Job
Rewrite all of the lines below, replacing "one pin per instance" with "a single pin for each instance" and leaving everything else unchanged. Omit the pictures.

Given records
- - -
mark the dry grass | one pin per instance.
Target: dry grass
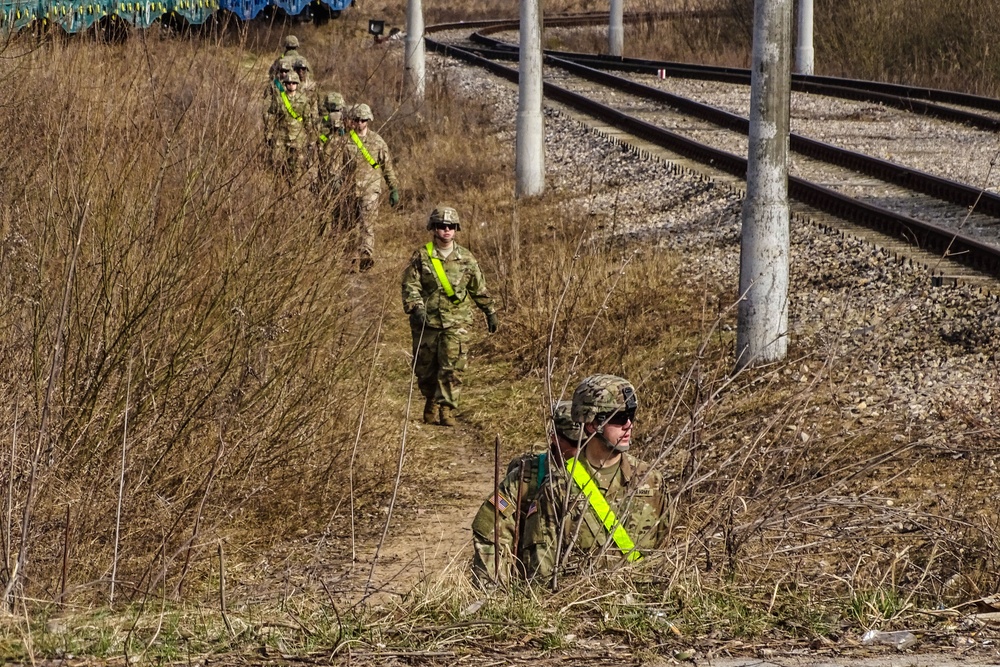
(166, 301)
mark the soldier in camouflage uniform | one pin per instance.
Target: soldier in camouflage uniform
(525, 475)
(291, 52)
(441, 311)
(547, 524)
(290, 126)
(365, 162)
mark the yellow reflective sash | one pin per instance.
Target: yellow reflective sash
(323, 137)
(288, 106)
(589, 488)
(449, 291)
(364, 151)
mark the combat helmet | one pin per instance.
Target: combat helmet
(562, 420)
(333, 102)
(285, 65)
(599, 397)
(444, 214)
(362, 112)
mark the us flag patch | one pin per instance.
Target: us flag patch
(500, 503)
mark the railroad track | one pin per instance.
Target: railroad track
(930, 216)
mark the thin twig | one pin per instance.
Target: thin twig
(121, 486)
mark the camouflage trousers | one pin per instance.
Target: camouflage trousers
(441, 356)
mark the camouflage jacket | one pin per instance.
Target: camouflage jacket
(366, 178)
(544, 488)
(282, 126)
(421, 287)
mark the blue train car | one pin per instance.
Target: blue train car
(77, 15)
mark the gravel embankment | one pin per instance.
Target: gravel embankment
(907, 348)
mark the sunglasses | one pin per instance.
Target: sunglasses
(619, 418)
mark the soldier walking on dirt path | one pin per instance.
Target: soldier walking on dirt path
(366, 162)
(289, 127)
(440, 285)
(597, 510)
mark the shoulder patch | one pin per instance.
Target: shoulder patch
(501, 503)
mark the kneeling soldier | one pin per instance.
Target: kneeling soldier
(598, 510)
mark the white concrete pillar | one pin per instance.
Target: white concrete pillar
(804, 53)
(616, 29)
(762, 329)
(530, 146)
(414, 61)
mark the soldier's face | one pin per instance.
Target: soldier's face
(617, 431)
(444, 232)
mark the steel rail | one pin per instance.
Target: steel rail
(915, 99)
(927, 236)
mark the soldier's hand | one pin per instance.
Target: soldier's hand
(418, 316)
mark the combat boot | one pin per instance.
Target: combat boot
(429, 411)
(447, 416)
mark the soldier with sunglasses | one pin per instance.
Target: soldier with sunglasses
(440, 285)
(601, 509)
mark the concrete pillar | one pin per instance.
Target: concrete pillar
(616, 29)
(530, 147)
(804, 52)
(414, 61)
(762, 330)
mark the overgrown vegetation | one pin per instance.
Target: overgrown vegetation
(205, 407)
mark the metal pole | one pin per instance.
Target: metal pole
(804, 52)
(616, 29)
(529, 161)
(762, 330)
(496, 510)
(414, 46)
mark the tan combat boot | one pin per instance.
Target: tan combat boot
(429, 411)
(447, 416)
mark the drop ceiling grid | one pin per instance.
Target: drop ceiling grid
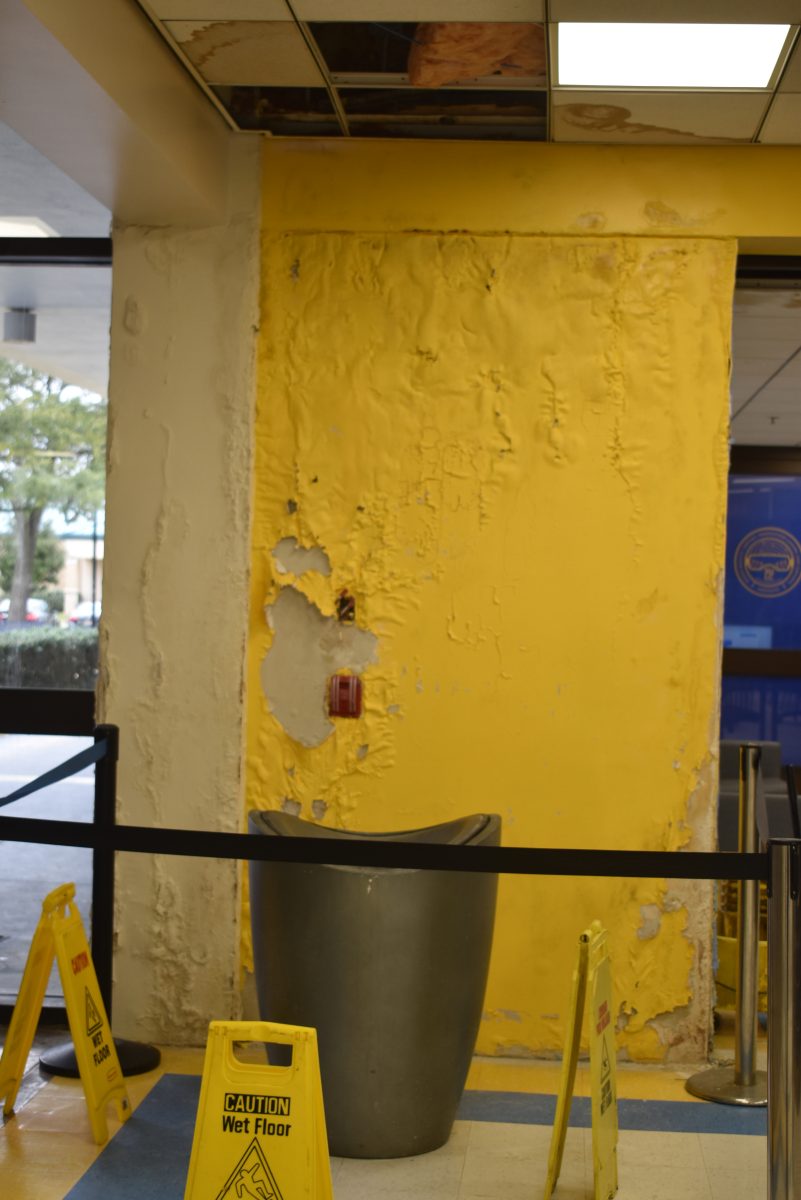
(256, 64)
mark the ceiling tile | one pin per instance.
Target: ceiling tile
(420, 10)
(783, 124)
(655, 118)
(792, 77)
(220, 10)
(251, 53)
(692, 11)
- - -
Expected output
mark the dry grass | a single pin for each instance.
Target: dry grass
(166, 301)
mark the soldier in camouflage uniform | a single pin for each instance.
Target: soldier in camouflage uniform
(525, 475)
(291, 52)
(441, 311)
(547, 524)
(290, 126)
(365, 162)
mark the yellow reflective sash | a single pin for each instance.
Target: yellow reflective sash
(323, 137)
(288, 106)
(589, 488)
(449, 291)
(364, 151)
mark the combat helmet | a single pin for each instance.
Target: combat helmet
(562, 420)
(333, 102)
(285, 65)
(599, 397)
(444, 214)
(362, 112)
mark the us flag patch | a single pin for each instance.
Target: us flag patch
(500, 503)
mark the railroad track | a single pin for each instance.
Target: railroad track
(930, 216)
mark the thin twig | a single pin for each instance.
Target: thin twig
(121, 486)
mark the camouflage trousers | a single pin for each instance.
Target: camouflage trousers
(441, 356)
mark the camouflage jacket | a single pin for each instance.
Target: camouflage jacket
(366, 178)
(544, 488)
(282, 126)
(421, 287)
mark the blue train car | a single pin for each instance.
Target: blue train car
(77, 15)
mark the gravel embankment | a single pin for each instance.
Target: gravel embankment
(907, 348)
mark the sunglasses | a single pin for each instance.
Target: sunglasses
(619, 418)
mark the soldier walking on dirt path | a single pin for each instance.
Target: soldier walking on dirt path
(366, 162)
(289, 127)
(440, 285)
(597, 510)
mark the shoulder patch | a single pin for each instance.
Target: shoulder patch
(501, 503)
mark the kneeling soldier | a single pin for each instance.
Target: kneeling soldier
(598, 510)
mark the white concrete pillar | a single pin for each instance.
Target: white concrete pillar
(804, 53)
(616, 29)
(762, 329)
(530, 146)
(414, 61)
mark the soldier's face | a single pin for each instance.
Target: soldier's face
(617, 431)
(444, 232)
mark the steel rail | a single pin for each instance.
Target: steel rail
(915, 99)
(927, 236)
mark the soldier's hand | a single pin for each instance.
Target: soldier's hand
(418, 316)
mark the combat boot | a single pin for each instance.
Target: combat boot
(429, 411)
(447, 416)
mark the soldier with sunglasses | a single pin for each instance.
Target: soldier with sunglasses
(440, 285)
(601, 509)
mark the concrete pillar | a single pin for each instance.
Target: concrete pillar
(616, 29)
(530, 147)
(804, 52)
(414, 61)
(762, 330)
mark the overgrown vegetation | a single pin for each instance.
Target: overgrown vegetation
(205, 407)
mark the metal pole | a single pin for each instance.
Target: metal pole
(804, 52)
(616, 29)
(529, 161)
(762, 330)
(496, 510)
(414, 46)
mark the tan combat boot | a single pin for each instance.
Target: tan combat boot
(429, 411)
(447, 416)
mark the drop ceiling grid | a single pin for each instance.
Target: drop ceiling grid
(256, 64)
mark the ceiling tile | a single pin for each instance.
Target: ceiling tile
(420, 10)
(783, 124)
(655, 118)
(792, 77)
(220, 10)
(251, 53)
(692, 11)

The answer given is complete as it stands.